WORK TO BE COMPLETED = Your answer must be the records below, reproduced exactly.

STUDY MATERIAL =
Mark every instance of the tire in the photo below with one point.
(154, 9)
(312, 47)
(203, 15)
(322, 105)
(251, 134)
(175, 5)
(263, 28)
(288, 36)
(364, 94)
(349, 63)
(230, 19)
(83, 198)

THE COMPLETED TASK =
Mark every instance of the tire in the photo below with one point.
(154, 9)
(312, 47)
(203, 15)
(322, 105)
(251, 134)
(175, 5)
(263, 28)
(288, 36)
(364, 94)
(349, 63)
(230, 19)
(83, 198)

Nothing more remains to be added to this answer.